--- START ---

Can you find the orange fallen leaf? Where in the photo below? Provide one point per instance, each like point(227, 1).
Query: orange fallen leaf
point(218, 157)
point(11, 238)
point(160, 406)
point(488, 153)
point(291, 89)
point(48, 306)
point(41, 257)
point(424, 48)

--- END ---

Task goal>
Reproduce the items above verbatim, keeping every line unchanged.

The solution>
Can you find the orange fallen leaf? Where in the photo below? Provide one point per instance, each like point(227, 1).
Query: orange fallen leaf
point(218, 157)
point(11, 238)
point(160, 406)
point(488, 153)
point(291, 89)
point(48, 306)
point(41, 257)
point(424, 48)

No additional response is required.